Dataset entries
= = = =

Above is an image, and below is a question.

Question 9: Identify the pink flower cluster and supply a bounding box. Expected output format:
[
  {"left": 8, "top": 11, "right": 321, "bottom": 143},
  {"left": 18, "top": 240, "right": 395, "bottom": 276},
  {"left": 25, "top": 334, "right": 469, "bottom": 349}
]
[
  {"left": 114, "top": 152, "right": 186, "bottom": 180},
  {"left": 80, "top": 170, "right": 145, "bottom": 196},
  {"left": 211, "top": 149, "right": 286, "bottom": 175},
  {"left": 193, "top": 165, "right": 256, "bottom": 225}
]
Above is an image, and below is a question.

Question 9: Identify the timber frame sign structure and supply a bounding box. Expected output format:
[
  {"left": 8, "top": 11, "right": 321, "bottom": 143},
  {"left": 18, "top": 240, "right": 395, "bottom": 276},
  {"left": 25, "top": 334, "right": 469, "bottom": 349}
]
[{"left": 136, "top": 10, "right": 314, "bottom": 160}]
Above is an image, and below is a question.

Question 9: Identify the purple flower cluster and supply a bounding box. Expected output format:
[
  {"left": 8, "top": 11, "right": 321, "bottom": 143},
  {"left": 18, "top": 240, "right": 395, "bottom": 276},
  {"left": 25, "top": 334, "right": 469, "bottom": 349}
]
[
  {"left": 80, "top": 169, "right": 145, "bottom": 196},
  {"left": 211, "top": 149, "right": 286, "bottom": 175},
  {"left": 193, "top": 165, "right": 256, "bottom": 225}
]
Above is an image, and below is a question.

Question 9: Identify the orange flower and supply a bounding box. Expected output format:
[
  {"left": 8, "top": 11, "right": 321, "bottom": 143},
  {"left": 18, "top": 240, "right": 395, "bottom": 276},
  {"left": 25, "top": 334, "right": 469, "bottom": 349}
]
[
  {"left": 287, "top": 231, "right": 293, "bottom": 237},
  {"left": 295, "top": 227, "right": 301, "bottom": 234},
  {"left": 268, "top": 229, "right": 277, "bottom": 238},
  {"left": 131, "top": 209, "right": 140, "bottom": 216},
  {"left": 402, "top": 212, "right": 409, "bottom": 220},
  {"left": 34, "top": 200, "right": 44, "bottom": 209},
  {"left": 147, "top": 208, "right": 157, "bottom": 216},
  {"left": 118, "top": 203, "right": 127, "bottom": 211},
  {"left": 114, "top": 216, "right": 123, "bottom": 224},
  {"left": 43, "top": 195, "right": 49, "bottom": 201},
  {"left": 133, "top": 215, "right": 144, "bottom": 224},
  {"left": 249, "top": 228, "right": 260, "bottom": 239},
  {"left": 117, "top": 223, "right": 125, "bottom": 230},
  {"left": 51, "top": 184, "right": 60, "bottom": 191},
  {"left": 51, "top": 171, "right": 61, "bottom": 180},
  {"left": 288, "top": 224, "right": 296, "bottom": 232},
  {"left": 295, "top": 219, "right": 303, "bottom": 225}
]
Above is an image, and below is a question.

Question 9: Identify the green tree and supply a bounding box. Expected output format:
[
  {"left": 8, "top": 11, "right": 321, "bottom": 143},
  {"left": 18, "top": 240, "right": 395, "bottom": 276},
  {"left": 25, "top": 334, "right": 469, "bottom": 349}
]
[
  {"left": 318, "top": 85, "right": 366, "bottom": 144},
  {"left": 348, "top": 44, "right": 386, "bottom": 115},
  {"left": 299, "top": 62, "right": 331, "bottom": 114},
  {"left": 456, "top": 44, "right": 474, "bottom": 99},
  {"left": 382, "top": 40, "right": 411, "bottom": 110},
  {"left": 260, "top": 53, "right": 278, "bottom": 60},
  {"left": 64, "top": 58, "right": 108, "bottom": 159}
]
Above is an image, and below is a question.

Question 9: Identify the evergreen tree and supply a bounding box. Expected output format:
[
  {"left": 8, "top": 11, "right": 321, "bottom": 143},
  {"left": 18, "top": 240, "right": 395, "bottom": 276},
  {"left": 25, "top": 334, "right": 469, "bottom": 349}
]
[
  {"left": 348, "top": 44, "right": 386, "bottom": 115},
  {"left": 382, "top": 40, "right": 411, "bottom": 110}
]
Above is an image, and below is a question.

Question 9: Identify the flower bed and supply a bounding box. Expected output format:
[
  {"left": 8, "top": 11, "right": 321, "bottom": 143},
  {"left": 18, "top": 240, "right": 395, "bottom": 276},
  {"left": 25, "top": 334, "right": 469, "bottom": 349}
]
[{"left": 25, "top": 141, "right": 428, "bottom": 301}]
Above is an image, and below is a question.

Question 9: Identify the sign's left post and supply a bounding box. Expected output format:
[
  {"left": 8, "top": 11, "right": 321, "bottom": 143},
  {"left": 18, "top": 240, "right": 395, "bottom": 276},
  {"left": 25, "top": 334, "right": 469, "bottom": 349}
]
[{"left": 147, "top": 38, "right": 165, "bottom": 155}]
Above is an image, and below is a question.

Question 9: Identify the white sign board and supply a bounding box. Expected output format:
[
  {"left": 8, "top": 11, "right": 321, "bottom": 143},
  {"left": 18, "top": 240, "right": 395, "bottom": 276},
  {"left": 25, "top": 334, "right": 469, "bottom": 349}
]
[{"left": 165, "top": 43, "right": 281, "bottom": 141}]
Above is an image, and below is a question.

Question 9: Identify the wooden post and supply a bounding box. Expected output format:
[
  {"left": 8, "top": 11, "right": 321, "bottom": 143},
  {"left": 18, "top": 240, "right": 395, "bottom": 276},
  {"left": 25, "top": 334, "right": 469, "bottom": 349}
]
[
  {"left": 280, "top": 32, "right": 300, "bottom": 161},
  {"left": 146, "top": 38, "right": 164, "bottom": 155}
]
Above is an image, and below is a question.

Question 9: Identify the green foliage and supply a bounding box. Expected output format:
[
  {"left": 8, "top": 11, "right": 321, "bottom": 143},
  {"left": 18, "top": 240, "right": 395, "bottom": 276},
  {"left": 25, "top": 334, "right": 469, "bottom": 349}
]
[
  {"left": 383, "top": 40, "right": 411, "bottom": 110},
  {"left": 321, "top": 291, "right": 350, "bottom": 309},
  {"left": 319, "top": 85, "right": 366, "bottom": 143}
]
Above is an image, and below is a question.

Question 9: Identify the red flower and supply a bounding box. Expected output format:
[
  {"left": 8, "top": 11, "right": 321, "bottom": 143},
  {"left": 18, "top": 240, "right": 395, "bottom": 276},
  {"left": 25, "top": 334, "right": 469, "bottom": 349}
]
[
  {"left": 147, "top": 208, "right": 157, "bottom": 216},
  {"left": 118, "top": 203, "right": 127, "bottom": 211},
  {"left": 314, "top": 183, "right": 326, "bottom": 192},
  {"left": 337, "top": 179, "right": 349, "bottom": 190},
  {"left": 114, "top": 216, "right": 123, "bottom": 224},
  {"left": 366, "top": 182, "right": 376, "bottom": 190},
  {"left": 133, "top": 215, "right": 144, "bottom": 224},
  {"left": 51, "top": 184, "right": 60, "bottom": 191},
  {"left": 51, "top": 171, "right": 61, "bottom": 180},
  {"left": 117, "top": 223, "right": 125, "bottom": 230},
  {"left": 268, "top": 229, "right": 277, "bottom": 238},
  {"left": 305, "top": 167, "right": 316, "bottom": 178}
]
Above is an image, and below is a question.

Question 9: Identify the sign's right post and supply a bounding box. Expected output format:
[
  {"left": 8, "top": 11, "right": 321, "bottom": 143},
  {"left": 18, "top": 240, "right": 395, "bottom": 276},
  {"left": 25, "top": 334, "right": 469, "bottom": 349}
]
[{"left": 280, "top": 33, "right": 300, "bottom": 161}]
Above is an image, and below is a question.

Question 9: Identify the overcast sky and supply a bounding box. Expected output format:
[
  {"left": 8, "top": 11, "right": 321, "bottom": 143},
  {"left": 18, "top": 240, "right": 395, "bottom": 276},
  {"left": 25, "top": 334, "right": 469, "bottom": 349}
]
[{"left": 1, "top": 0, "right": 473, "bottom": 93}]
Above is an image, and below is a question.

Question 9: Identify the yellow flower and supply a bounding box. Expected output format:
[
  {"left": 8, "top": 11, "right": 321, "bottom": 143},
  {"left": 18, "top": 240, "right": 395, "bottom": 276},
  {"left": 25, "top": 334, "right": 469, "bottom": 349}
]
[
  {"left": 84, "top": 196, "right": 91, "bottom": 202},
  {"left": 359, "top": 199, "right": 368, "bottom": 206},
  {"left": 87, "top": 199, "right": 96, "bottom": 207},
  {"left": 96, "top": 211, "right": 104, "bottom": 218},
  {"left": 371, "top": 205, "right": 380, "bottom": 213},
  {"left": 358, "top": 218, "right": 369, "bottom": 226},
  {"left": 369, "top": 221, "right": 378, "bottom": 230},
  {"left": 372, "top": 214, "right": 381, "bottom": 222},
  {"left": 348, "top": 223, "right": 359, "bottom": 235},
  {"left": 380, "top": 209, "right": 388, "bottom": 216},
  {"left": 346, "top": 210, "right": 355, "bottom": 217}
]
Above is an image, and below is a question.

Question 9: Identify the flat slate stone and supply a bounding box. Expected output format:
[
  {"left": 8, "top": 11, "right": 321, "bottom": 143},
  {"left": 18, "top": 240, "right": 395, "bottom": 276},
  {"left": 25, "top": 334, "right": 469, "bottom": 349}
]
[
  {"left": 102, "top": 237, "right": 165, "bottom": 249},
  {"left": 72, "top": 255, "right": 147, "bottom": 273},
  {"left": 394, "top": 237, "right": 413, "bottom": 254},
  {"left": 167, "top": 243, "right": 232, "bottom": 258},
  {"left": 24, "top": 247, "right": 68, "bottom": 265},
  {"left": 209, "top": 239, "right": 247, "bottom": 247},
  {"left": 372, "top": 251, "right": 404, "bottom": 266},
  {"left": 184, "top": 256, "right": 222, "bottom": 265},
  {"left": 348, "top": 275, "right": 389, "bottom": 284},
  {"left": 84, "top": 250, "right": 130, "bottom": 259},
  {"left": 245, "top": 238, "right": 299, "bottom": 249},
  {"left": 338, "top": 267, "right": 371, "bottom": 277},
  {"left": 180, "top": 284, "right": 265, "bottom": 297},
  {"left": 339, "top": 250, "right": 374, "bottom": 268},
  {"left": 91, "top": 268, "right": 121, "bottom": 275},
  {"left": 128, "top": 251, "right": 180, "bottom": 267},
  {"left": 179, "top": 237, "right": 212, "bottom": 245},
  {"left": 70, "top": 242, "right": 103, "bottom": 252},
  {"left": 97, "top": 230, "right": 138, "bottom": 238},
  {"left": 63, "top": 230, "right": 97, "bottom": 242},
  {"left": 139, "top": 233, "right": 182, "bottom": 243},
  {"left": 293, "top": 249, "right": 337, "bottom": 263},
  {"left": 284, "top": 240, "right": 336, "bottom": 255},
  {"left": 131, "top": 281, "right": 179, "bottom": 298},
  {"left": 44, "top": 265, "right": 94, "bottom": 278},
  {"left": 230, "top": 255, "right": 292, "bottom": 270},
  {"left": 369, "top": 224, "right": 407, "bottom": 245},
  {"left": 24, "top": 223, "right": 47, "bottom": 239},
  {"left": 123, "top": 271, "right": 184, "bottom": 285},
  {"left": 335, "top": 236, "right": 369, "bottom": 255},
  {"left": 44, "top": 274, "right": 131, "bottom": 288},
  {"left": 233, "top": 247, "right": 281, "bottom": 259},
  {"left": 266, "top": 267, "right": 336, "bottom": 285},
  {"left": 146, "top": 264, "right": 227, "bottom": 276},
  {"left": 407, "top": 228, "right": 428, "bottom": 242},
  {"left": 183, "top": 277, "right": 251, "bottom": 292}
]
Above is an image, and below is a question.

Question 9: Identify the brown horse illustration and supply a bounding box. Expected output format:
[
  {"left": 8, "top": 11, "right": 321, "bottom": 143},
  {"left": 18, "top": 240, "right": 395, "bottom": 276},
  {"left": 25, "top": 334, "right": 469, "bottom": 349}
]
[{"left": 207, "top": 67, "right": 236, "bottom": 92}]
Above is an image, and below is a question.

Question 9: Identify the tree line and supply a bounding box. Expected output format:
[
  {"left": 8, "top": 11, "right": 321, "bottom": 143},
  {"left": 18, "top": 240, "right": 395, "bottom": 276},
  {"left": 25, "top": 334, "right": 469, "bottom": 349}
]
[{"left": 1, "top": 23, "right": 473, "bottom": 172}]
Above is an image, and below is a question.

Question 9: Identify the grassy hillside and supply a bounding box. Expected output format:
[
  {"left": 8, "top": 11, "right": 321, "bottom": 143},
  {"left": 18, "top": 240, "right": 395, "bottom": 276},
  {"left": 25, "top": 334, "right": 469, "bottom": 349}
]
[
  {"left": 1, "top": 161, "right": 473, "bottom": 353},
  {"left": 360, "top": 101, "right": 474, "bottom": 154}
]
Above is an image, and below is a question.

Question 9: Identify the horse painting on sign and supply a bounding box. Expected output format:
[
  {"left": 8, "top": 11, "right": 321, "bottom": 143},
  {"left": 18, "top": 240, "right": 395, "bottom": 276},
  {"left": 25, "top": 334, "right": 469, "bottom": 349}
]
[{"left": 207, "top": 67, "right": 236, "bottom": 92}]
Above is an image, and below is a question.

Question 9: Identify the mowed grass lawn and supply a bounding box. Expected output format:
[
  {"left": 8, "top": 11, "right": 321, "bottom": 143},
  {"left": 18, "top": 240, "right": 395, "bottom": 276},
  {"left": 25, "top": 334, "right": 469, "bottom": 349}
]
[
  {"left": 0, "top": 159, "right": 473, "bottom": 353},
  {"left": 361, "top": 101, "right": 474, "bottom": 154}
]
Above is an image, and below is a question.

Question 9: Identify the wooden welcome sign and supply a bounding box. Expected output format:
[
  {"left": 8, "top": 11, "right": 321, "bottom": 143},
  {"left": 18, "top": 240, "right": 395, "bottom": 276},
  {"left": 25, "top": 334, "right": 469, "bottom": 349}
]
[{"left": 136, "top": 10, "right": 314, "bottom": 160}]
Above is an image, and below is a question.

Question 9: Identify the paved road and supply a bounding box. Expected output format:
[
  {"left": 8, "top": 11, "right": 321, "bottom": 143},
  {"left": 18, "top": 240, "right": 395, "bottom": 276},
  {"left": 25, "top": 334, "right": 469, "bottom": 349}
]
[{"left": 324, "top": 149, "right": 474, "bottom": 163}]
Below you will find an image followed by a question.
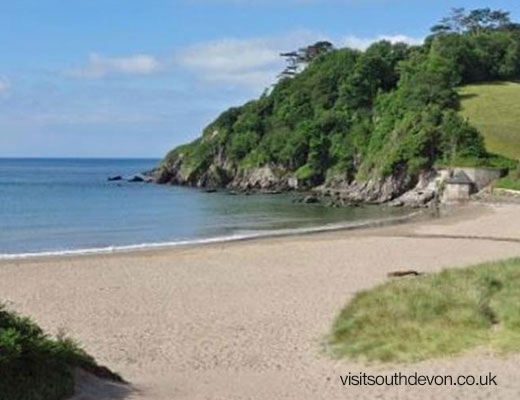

= = = =

Problem requirements = Pull out every line holding "tree" from the records above, and copy it.

Response to this task =
Question 9: Identify the green tree and supply a bounding box. Expected output format:
Question 9: Identify the evergreen tree and supply a bounding box. Expected output format:
Question 9: Identify the tree line and supply a bounding box. Expected output format:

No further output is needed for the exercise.